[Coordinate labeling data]
— BEGIN —

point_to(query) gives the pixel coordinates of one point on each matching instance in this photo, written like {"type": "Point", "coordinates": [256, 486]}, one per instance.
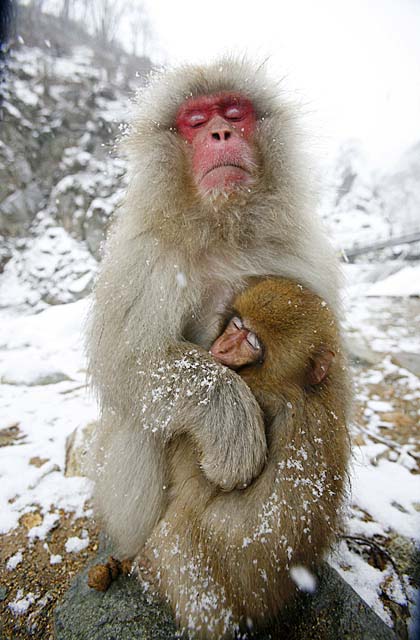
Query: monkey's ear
{"type": "Point", "coordinates": [320, 363]}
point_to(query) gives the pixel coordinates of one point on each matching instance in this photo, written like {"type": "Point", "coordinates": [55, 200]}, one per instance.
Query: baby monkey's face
{"type": "Point", "coordinates": [237, 346]}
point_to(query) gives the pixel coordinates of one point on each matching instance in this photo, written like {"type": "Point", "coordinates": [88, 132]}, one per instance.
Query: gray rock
{"type": "Point", "coordinates": [124, 612]}
{"type": "Point", "coordinates": [409, 361]}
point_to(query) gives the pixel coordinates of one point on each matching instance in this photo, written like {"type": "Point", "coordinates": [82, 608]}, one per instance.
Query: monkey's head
{"type": "Point", "coordinates": [279, 333]}
{"type": "Point", "coordinates": [214, 148]}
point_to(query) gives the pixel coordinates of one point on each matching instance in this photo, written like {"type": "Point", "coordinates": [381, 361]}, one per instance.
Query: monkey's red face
{"type": "Point", "coordinates": [220, 130]}
{"type": "Point", "coordinates": [237, 346]}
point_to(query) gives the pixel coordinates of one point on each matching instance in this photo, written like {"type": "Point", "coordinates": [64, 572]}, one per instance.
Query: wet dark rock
{"type": "Point", "coordinates": [125, 612]}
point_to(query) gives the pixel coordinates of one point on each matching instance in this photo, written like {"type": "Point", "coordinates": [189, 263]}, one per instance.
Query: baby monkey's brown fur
{"type": "Point", "coordinates": [223, 559]}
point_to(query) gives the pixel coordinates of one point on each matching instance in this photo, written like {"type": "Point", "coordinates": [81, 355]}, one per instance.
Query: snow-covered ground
{"type": "Point", "coordinates": [44, 399]}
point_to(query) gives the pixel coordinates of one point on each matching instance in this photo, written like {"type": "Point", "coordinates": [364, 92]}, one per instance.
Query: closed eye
{"type": "Point", "coordinates": [253, 341]}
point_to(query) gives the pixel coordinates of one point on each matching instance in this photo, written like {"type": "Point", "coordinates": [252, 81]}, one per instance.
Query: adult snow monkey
{"type": "Point", "coordinates": [218, 192]}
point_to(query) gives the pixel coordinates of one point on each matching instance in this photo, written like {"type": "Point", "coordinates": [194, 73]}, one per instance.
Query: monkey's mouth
{"type": "Point", "coordinates": [225, 176]}
{"type": "Point", "coordinates": [225, 165]}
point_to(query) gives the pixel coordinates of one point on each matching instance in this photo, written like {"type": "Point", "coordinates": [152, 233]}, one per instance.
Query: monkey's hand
{"type": "Point", "coordinates": [233, 439]}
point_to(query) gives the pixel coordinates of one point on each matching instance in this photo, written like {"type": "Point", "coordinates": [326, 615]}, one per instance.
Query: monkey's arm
{"type": "Point", "coordinates": [185, 391]}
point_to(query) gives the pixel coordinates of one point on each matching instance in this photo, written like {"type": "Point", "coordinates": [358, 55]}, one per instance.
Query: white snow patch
{"type": "Point", "coordinates": [403, 283]}
{"type": "Point", "coordinates": [14, 560]}
{"type": "Point", "coordinates": [76, 544]}
{"type": "Point", "coordinates": [21, 603]}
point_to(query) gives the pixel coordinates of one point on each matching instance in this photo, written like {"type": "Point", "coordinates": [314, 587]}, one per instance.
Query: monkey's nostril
{"type": "Point", "coordinates": [223, 135]}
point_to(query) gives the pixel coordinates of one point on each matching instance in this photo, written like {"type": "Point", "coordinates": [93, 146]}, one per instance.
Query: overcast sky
{"type": "Point", "coordinates": [355, 64]}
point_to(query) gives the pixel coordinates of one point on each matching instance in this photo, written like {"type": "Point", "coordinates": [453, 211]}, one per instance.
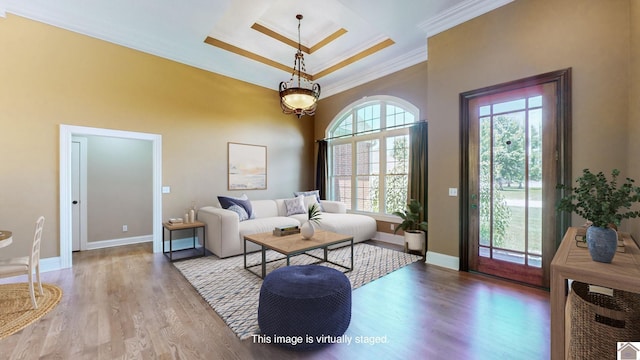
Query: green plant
{"type": "Point", "coordinates": [314, 213]}
{"type": "Point", "coordinates": [411, 218]}
{"type": "Point", "coordinates": [599, 200]}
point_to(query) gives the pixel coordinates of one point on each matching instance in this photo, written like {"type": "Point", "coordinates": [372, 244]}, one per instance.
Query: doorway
{"type": "Point", "coordinates": [67, 132]}
{"type": "Point", "coordinates": [515, 150]}
{"type": "Point", "coordinates": [79, 193]}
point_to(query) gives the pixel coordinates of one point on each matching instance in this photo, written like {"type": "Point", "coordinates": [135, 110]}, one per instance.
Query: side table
{"type": "Point", "coordinates": [192, 251]}
{"type": "Point", "coordinates": [573, 262]}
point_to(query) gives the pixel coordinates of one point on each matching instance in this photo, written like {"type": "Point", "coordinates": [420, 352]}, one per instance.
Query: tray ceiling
{"type": "Point", "coordinates": [346, 42]}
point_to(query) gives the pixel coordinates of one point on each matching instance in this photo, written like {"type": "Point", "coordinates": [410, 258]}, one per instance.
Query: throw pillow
{"type": "Point", "coordinates": [315, 193]}
{"type": "Point", "coordinates": [295, 206]}
{"type": "Point", "coordinates": [310, 200]}
{"type": "Point", "coordinates": [228, 201]}
{"type": "Point", "coordinates": [242, 213]}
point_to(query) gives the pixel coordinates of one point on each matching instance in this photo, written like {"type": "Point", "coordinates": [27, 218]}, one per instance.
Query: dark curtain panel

— END —

[The exercise]
Select each line above that contains the string "face".

[Expected output]
Query: baby monkey's face
Query: monkey's red face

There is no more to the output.